▶ _Items_:
>> BEGIN

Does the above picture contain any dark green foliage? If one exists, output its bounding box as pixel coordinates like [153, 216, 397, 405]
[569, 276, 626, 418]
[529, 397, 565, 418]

>> END
>> BEGIN

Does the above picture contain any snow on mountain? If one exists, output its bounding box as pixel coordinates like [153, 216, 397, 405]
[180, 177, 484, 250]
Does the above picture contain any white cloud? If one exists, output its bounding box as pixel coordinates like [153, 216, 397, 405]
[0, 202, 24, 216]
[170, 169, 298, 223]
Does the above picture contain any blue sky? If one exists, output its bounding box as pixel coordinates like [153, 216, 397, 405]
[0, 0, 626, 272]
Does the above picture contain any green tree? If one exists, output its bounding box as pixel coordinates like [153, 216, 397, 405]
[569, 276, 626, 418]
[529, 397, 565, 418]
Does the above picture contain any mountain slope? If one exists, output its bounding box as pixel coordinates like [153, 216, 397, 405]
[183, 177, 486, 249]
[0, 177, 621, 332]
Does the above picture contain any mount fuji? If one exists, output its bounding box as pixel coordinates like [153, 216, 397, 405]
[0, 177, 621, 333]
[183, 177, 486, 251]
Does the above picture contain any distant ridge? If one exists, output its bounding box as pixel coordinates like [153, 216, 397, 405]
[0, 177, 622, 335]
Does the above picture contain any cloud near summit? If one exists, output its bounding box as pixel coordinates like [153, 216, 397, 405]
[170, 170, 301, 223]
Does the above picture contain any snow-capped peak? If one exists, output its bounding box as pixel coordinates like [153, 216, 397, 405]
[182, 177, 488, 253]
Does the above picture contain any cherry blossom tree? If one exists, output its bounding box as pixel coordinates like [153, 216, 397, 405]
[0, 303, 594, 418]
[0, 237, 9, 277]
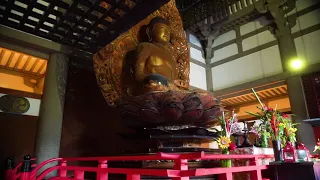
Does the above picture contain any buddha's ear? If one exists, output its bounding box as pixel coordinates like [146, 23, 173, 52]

>> END

▶ _Description of the task_: Copy the rows above verbatim, starting at the line containing "Does the above picture contain any distant" and ending at the line containing "Does the above picture contain any buddha's". Omit the pictures from your copy.

▶ _Reply to the exercise_:
Does the above picture contain any distant ridge? If one exists, output its bounding box as pixel coordinates like [153, 216, 397, 405]
[0, 177, 622, 335]
Does the above picture contain any cloud near summit? If one exists, output its bounding box as pixel coordinates like [153, 216, 397, 405]
[170, 170, 301, 223]
Does the above picture contain any snow-capped peak? If one exists, output its bounding box as pixel coordinates like [153, 216, 397, 405]
[182, 177, 488, 253]
Does the above picture contain any cherry blossom tree? If one exists, output its bounding box as pixel coordinates like [153, 216, 397, 405]
[0, 303, 594, 418]
[0, 237, 9, 277]
Does the above picture contain any buddha's ear? If one exists, output its bounding box as pixel coordinates like [146, 23, 173, 52]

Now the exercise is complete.